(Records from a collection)
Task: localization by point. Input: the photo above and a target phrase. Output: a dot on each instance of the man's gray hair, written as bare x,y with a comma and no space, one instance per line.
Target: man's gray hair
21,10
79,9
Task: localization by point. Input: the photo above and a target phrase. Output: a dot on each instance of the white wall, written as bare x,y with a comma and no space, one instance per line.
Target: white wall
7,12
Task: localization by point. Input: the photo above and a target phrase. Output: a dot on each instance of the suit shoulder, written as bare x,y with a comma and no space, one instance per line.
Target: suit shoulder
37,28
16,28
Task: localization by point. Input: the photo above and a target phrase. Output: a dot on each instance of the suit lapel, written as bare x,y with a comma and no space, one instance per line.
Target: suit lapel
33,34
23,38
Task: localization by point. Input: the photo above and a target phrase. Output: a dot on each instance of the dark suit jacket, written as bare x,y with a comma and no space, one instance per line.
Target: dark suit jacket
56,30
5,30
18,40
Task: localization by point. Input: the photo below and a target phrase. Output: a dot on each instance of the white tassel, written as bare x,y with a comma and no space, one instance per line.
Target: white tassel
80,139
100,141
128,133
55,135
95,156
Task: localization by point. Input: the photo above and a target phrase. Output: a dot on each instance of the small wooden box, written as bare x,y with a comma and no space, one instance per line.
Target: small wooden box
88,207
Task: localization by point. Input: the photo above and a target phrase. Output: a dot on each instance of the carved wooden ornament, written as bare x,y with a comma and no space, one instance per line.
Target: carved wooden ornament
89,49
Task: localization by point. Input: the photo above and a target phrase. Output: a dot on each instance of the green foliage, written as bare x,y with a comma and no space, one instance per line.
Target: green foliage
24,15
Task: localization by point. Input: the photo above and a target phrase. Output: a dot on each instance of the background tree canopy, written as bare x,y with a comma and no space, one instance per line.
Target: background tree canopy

● PROBLEM DETAILS
Would you repeat each of the records above exactly?

● EXPECTED ANSWER
Task: localization by point. Input: the photo above and a target phrase. Output: a dot on each instance of the man's gray hair, written as bare x,y with a comma and no space, one instance per line.
Target: man's gray hair
21,10
79,9
Task: localization by point. Input: the photo above and a target phrase. Output: a dot on each instance of the white wall, written as bare x,y with a comma and no space, one instance per line.
Target: white wall
7,12
Task: localization by point. Input: the photo above and a target phrase. Output: a dot on each instance of the suit shoulder, written as bare x,y with a comma and no space, one instance per line.
Target: suit shoulder
37,28
16,28
Task: localization by point. Input: the photo above and a target phrase. Output: a dot on each instance of the suit lapel, written as bare x,y with a comma and no space, one instance per line.
Target: suit lapel
33,34
23,38
Task: localization by point. Input: the photo above and a target phrase. Output: a dot on each instance of the dark suit jacket, written as bare x,y with a comma and no space, one instance per line.
Target: dark suit jacket
56,30
5,30
18,40
Task: localization by point. Input: the photo below and a target phrase. Output: a dot on each instance of the white tassel, written as bare x,y with a comma and no space, one instance per line.
Target: white tassel
80,139
100,141
128,133
55,135
95,156
Task: localization by point. Input: the photo above and a target phrase. Output: a dot on each instance of the small wooden box, written as bare x,y with a comma and no space, one instance per line.
Target: small wooden box
88,207
Task: localization by point. Input: the photo above and a target phrase. Output: a dot on each instance of the carved wooden ornament, written as bare x,y with a comma and no space, one instance per line.
Target: carved wooden ornament
89,49
Task: localization by point. Input: the photo above and a target phrase. Output: a dot on each instance of the green foliage, written as bare x,y with a comma and no space, one instance per line.
Target: green foliage
24,15
Task: localization by point. Input: the photo above and a target phrase. Output: a dot on each instance of the background tree canopy, written as bare x,y with a comma and no space, one instance per line.
Target: background tree canopy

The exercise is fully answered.